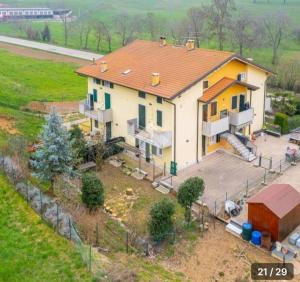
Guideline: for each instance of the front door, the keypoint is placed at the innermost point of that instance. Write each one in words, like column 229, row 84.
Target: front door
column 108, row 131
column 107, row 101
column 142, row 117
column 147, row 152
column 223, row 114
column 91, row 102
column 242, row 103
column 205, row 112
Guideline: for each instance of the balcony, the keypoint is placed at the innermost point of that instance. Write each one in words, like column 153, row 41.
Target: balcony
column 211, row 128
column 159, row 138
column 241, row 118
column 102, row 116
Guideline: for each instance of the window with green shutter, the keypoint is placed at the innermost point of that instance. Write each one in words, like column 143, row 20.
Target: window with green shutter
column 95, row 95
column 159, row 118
^^^^
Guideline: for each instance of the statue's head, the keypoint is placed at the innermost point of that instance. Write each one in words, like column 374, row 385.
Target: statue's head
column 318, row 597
^^^^
**Brief:**
Find every line in the records that contains the word "innermost"; copy those lines.

**Task response:**
Guideline: for each instance of the front door, the keypoint is placed at the innermost point of that instance. Write each one in words, like column 229, row 84.
Guideline: for each instance of the balcony, the keypoint is placed at the innermost point of that instance. Write each one in words, like column 153, row 41.
Guideline: for each instance of the window with green shutter, the keypoint is placed at the innermost point of that instance. Write each one in words, like column 143, row 20.
Guideline: for each instance of the statue's head, the keypoint is placed at the innermost point of that instance. Write each one in words, like column 374, row 385.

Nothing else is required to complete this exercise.